··· Document text ···
Former directors of Thomas Cook, one of Britain’s biggest travel companies, are to be formally cleared of wrongdoing by the government’s bankruptcy watchdog after a probe lasting more than two years.
Sky News has learnt that the Insolvency Service has concluded its investigation into the collapse of Thomas Cook, which was forced into compulsory liquidation in September 2019 after the failure of last-ditch rescue talks.
Full details of the Insolvency Service’s conclusions were unclear on Wednesday, but one source close to the process said it had decided there was no basis for further action against the tour operator’s bosses.
The development comes just under nine months before a statutory three-year deadline for the watchdog to complete its inquiry.
In a letter to the Insolvency Service on the day of Thomas Cook’s collapse, Andrea Leadsom, the then business secretary, urged it to treat the inquiry as a priority, “given the significance of this case and its implications for thousands of customers and employees”
“I ask that the investigation by the Official Receiver looks, not only at the conduct of directors immediately prior to and at insolvency, but also at whether any action by directors has caused detriment to creditors or to the pension schemes,” she wrote.
···
Work order 1: Could you repeat the Thomas Cook article from "Sky News has" to "tour operator’s bosses." word for word?
Work order 2: In the Thomas Cook article, when was Thomas Cook forced into compulsory liquidation?
··· Dataset ···
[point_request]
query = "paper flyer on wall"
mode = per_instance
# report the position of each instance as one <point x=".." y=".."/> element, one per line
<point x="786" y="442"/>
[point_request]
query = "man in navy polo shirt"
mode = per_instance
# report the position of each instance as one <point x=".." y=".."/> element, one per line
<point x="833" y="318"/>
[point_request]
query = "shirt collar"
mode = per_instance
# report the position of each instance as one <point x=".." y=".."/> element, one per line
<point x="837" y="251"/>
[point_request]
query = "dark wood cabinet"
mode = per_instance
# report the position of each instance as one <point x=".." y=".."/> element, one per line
···
··· Dataset ···
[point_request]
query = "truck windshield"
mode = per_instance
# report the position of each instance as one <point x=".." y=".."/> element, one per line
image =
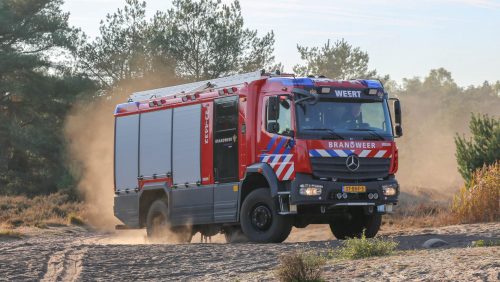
···
Solution 1:
Sky News has learnt that the Insolvency Service has concluded its investigation into the collapse of Thomas Cook, which was forced into compulsory liquidation in September 2019 after the failure of last-ditch rescue talks.
Full details of the Insolvency Service’s conclusions were unclear on Wednesday, but one source close to the process said it had decided there was no basis for further action against the tour operator’s bosses.

Solution 2: In September 2019.